[START OF Data shown]

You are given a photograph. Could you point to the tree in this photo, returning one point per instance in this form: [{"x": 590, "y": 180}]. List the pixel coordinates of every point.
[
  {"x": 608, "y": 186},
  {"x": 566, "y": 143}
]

[END OF Data shown]

§ Problem details
Reproduce the data above line for line, with no changes.

§ Result of the task
You are given a photograph. Could you point to the tree in this photo, returning one point per instance in this form: [{"x": 590, "y": 180}]. List the pixel coordinates of every point.
[
  {"x": 608, "y": 186},
  {"x": 566, "y": 143}
]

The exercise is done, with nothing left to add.